Text extract:

□ □ □ □ □ □ □

# sitting while walking on leash



## k0da (Apr 14, 2016)

Hey everyone,
My girl is 10 weeks old and when I walk her on her leash she doesn't really pull at all but she'll randomly sit down and not want to come. She responds to her name and comes to me every time except when on the leash. Its not when I'm waling her too far or anything cause she'll do it all the time even though we keep the same routine and she's done that walk plenty of times without issue. Any thoughts on why she does that?


----------



## Dainerra (Nov 14, 2003)

tired and boredom are the most likely culprits. keep up a happy chatter and engaged with her on walks. keep them short and interesting


----------



## Mary Beth (Apr 17, 2010)

I agree with Dainerra. When my Sting was a young pup, somedays, he would just want to walk halfway to the corner and that was it, other days fine. Puppies are doing a lot of growing and get tired out fast. I also learned to take him for short slow walks but more frequently (sometimes he would be tired out at the noon walk, but more energetic in the morning walk) and go in different directions. If he sat down, I made a circle and he followed me. I also learned that was his signal that he was tired. Since he needed to learn to be alone, I would take him home after his short walk so he could nap, and then would take my fast longer walk. For your pup not wanting to come to you when she is on the leash, it could be she doesn't understand why - after all she is on a leash. I found this to be true at least with my Sting, he will try something once, and if it isn't worth his while, he won't want to do it again. Try training her to come to a sound you make, like a soft whistle, but start off leash. Make your whistle, when she turns to come, you turn away - when she catches up with you - reward her. Once she has learned to do that, then try the leash.


----------



## DutchKarin (Nov 23, 2013)

Puppies do this. World is a big place and they have a lot to learn. Make walks shorter and work to build confidence and focus on play and bonding with you. It won't last long.

□ □ □ □ □ □ □

Stated goal 1: Summarize the forum thread about a puppy sitting down on leash walks in two sentences.
Stated goal 2: From the forum thread about a puppy sitting down on leash walks, copy word for word the passage that begins at "# sitting while" and ends after "she does that?".

Data:
□ □ □ □ □ □ □

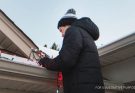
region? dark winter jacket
[39,18,104,93]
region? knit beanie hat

□ □ □ □ □ □ □

Exercise solution 1: A 10-week-old puppy that doesn't really pull on the leash will randomly sit down during walks and won't come, even though she comes to her name every time off the leash. Replies point to tiredness and boredom and suggest short, interesting walks, and one also suggests training her to come to a soft whistle off leash before trying it on the leash.

Exercise solution 2:
# sitting while walking on leash



## k0da (Apr 14, 2016)

Hey everyone,
My girl is 10 weeks old and when I walk her on her leash she doesn't really pull at all but she'll randomly sit down and not want to come. She responds to her name and comes to me every time except when on the leash. Its not when I'm waling her too far or anything cause she'll do it all the time even though we keep the same routine and she's done that walk plenty of times without issue. Any thoughts on why she does that?